**** Entries supplied ****
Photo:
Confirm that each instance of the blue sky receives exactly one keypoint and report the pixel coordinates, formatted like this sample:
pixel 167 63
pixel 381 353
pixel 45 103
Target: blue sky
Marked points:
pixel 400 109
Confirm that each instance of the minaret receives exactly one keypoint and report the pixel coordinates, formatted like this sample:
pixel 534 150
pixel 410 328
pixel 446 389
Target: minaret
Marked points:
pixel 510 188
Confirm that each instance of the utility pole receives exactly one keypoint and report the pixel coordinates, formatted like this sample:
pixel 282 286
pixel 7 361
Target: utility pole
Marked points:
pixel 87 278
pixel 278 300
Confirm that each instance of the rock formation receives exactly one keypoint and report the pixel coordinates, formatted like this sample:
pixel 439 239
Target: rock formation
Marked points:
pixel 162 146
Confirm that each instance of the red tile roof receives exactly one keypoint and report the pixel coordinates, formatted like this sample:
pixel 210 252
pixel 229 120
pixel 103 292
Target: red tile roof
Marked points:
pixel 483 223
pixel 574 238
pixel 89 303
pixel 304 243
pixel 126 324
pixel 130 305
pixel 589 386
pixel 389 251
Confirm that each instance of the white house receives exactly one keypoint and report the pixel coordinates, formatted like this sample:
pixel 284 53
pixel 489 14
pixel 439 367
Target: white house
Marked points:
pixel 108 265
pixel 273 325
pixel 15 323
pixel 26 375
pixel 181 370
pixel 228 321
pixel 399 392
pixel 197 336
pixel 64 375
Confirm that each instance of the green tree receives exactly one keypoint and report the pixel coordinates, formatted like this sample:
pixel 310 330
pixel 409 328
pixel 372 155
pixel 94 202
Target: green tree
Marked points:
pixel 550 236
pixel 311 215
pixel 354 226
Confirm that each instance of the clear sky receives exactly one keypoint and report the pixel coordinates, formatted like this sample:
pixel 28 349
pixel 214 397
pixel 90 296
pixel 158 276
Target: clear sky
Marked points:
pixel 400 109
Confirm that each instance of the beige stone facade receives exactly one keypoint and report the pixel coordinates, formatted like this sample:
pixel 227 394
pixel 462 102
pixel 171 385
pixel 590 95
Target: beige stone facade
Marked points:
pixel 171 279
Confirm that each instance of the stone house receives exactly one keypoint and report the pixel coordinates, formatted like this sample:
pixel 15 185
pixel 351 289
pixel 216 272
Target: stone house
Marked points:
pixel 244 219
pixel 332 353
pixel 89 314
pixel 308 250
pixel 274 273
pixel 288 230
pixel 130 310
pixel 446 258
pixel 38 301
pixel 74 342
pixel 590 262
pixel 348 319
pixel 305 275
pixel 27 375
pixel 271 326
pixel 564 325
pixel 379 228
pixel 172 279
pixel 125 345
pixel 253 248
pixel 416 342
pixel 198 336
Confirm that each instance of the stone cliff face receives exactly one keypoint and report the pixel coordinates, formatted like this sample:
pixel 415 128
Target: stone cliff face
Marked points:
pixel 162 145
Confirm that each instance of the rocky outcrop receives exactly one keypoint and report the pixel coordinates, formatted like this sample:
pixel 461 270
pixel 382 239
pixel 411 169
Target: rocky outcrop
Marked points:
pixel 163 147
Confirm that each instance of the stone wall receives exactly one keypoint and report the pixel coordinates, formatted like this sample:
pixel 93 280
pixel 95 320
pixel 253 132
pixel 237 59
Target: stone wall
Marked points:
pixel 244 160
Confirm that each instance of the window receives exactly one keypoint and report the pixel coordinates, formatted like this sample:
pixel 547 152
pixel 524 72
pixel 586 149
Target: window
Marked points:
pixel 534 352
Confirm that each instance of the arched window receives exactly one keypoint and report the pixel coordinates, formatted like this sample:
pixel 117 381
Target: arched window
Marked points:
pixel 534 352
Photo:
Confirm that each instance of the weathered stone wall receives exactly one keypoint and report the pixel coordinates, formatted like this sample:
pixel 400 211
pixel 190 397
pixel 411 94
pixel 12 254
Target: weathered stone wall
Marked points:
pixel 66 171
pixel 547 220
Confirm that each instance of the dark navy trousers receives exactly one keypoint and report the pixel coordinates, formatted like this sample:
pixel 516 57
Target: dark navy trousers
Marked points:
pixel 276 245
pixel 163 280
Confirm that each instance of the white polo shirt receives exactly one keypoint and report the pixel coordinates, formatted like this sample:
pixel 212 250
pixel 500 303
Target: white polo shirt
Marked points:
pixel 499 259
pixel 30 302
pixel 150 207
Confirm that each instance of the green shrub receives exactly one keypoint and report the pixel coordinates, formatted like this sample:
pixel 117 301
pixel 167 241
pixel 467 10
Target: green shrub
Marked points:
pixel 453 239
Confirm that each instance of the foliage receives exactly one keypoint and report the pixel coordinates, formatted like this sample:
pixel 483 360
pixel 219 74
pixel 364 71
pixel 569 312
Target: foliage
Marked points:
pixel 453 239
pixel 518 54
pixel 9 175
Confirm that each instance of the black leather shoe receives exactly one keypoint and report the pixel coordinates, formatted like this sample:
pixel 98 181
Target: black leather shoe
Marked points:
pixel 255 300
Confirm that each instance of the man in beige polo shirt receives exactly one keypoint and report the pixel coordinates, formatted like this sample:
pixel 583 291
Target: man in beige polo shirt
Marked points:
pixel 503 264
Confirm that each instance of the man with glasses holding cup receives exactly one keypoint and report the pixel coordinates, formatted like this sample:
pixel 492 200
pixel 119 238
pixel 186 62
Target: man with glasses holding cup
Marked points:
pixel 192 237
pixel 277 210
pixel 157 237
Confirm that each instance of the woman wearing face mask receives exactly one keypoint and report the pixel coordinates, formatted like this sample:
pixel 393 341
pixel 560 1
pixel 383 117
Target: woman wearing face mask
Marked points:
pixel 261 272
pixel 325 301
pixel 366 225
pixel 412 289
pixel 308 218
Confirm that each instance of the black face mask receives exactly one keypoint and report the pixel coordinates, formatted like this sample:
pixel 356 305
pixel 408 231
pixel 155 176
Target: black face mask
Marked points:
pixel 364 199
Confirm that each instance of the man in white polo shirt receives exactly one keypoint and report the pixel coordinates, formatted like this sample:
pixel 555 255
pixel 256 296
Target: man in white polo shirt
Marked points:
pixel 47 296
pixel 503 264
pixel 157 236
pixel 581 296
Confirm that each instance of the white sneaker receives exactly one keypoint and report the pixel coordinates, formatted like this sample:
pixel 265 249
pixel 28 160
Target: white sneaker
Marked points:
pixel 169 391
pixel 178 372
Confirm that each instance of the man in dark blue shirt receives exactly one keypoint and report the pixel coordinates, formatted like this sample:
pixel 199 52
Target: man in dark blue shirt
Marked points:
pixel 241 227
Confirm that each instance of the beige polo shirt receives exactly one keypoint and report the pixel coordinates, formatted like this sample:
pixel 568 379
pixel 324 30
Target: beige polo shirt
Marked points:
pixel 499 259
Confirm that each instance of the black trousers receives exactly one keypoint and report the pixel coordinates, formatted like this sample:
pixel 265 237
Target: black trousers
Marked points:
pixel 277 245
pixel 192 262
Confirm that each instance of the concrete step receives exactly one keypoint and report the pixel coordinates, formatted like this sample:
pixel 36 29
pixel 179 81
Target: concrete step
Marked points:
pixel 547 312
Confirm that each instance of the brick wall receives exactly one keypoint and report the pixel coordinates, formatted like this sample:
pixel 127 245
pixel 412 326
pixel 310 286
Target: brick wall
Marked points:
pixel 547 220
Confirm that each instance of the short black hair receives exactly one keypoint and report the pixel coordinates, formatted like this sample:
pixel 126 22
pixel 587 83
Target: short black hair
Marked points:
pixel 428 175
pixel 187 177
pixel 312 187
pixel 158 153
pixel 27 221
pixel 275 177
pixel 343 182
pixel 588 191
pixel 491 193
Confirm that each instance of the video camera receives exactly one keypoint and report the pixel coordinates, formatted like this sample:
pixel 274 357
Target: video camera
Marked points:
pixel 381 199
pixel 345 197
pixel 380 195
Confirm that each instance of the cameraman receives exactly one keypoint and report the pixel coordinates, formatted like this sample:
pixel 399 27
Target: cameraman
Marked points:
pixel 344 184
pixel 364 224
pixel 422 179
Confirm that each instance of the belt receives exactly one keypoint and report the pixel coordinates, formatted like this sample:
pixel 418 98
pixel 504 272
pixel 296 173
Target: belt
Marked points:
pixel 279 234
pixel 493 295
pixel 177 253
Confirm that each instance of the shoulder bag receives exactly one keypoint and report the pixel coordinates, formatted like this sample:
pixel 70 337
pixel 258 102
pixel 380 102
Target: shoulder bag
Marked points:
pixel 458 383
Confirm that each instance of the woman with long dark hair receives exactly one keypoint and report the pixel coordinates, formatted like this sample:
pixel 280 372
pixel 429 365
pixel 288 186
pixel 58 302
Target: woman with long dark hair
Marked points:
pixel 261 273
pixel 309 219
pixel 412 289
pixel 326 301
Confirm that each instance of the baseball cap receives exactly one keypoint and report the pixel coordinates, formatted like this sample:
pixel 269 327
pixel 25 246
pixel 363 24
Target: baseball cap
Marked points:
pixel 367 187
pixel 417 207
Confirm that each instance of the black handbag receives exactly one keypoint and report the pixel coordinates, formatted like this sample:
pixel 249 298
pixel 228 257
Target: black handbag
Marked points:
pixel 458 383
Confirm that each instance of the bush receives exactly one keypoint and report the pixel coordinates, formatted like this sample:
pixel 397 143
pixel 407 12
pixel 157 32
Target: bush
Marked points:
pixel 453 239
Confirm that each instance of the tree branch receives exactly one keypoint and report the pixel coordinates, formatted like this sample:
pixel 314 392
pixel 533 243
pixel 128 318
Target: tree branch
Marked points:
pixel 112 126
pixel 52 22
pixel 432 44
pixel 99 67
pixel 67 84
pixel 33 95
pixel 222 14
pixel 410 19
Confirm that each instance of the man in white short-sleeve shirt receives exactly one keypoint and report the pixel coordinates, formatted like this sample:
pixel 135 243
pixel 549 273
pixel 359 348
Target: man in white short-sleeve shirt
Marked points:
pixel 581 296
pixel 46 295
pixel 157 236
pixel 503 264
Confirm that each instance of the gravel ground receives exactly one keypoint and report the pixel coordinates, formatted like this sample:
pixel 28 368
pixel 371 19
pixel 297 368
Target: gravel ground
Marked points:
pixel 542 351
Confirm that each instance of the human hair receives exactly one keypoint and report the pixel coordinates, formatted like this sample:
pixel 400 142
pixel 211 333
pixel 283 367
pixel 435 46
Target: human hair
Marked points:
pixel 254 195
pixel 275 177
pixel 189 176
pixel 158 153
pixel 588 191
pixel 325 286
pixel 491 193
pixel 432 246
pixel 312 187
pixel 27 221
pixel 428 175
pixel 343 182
****
◆ Requirements:
Replace "holding cup" with "holding mug" in the lines from the line containing "Confirm that each instance of the man in beige" through the line containing "pixel 157 237". Write out only those lines, leaving everything else in them as it is.

◆ Output for this task:
Confirm that each instance of the man in beige polo shirt receives exactly one keypoint and report the pixel coordinates, formatted like this sample:
pixel 583 291
Target: man in beige polo shirt
Marked points:
pixel 503 264
Confirm that each instance of the man with glasses holding mug receives exactly one keypoint and report the pixel coordinates, formatted like this sample:
pixel 492 200
pixel 119 238
pixel 186 62
Target: man with glasses holding mug
Marked points:
pixel 192 237
pixel 277 210
pixel 157 237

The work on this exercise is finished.